La cour de cassation vient de statuer sur cette question, par une position augurant une modification en profondeur de la pratique professionnelle des agents immobiliers.
En effet, dans le cadre de l’exercice et du développement de leur activité, les agents immobiliers ont fréquemment recours aux mandats d’agents commerciaux indépendants.
Le statut d’indépendant permet à l’agence immobilière mandante de ne pas supporter les coûts liés aux charges sociales d’un salarié, tout en bénéficiant d’un service d’entremise.
La loi n°70-9 du 2 janvier 1970 encadre cette pratique du mandat donné par un agent immobilier à un tiers, dans une activité d’entremise immobilière.
Plus précisément, l’article 4 de la loi susvisée prévoit l’application des dispositions du chapitre IV du titre III du Code de commerce, réglementant l’activité des agents commerciaux, aux personnes habilitées par un agent immobilier titulaire de la carte professionnelle.
Cette habilitation nécessite que l’agent immobilier soit détendeur de la carte professionnelle, et qu’il soit remis à l’agent mandataire une attestation justifiant de sa qualité et de l’étendue de ses pouvoirs.
C’est dans ce contexte qu’est intervenue une importante décision émanant de la 3ème chambre civile de la Cour de cassation, rendue en date du 17 mai 2023.
Les faits à l'origine de la décision
Une société détentrice de la carte professionnelle, et exerçant l’activité d’agent immobilier, était en charge de la commercialisation de programmes immobiliers pour le compte de promoteurs.
Afin de promouvoir les programmes immobiliers qui lui ont été confiés, la société a conclu divers contrats avec des sociétés tierces, désignés par les parties comme « mandants commerciaux ».
Une rupture unilatérale des relations commerciales est intervenue à l’initiative de la société mandante.
Fort de cette résiliation, la société mandatée se prévalait du statut d’agent commercial, et réclamait à ce titre le versement d’une indemnité de fin de relation, conformément aux dispositions de l’article L.134-12 du Code de commerce.
La société mandante contestait de son côté l’argumentation de la société mandataire, considérant que le statut d’agent commercial n’avait nullement vocation à s’appliquer en l’espèce.
Les questions juridiques
La Cour d’appel de Versailles s’est prononcée en faveur de l’application du statut des agents commerciaux, et a accueilli favorablement la demande d’indemnité présentée par la société mandataire.

· · ·

À faire:
- a) Résumez en deux phrases le texte sur les agents immobiliers.
- b) D'après le texte sur les agents immobiliers, quel avantage le statut d'indépendant offre-t-il à l'agence immobilière mandante ?
- c) Poursuivez le texte sur les agents immobiliers à partir de sa dernière phrase.
Le listing qui suit n'a aucun lien avec le texte sur les agents immobiliers.

Extrait de données:
· · ·

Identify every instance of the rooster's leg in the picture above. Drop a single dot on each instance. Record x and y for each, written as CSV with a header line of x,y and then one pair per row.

· · ·

Réponses dans l'ordre:
- a) Les agents immobiliers ont fréquemment recours à des mandats d'agents commerciaux indépendants, une pratique encadrée par la loi n°70-9 du 2 janvier 1970, et la 3ème chambre civile de la Cour de cassation a rendu le 17 mai 2023 une importante décision sur cette question. Dans l'affaire en cause, une société mandataire dont les relations commerciales avaient été rompues unilatéralement réclamait l'indemnité de fin de relation prévue à l'article L.134-12 du Code de commerce, et la Cour d'appel de Versailles lui a donné raison en appliquant le statut des agents commerciaux.

- b) Elle ne supporte pas les coûts liés aux charges sociales d'un salarié, tout en bénéficiant d'un service d'entremise.

- c)
Cet arrêt a été critiqué par la partie défenderesse, qui s’est pourvue en cassation, à l’appui de différents moyens de droit.
La Cour de cassation a ainsi été confrontée aux trois difficultés suivantes, présentant chacune un intérêt particulier pour les professionnels de l’immobilier :
- L’agent immobilier dispose-t-il de la faculté d’habiliter un diffuseur personne morale au titre de l’article 4 de la loi du 2 janvier 1970 ?
- Les parties peuvent-elles choisir de soumettre conventionnellement leur relation au statut de l’agent commercial ?
- Le juge doit-il se tenir aux stipulations contractuelles, ou doit-il procéder à l’examen des actions concrètes menées par le mandataire ?
La solution de la cour
L’extension du droit d’habilitation de l’agent immobilier aux personnes morales
La 3ème chambre commerciale de la Cour de cassation, étend la possibilité pour un agent immobilier titulaire de la carte professionnelle, d’habiliter un tiers personne physique, en vue de la négociation et du démarchage, à un tiers personne morale.
La pratique des professionnels de l’immobilier consistait jusqu’alors à mandater des agents commerciaux indépendants, proposant leurs services sous le statut de l’auto-entrepreneur.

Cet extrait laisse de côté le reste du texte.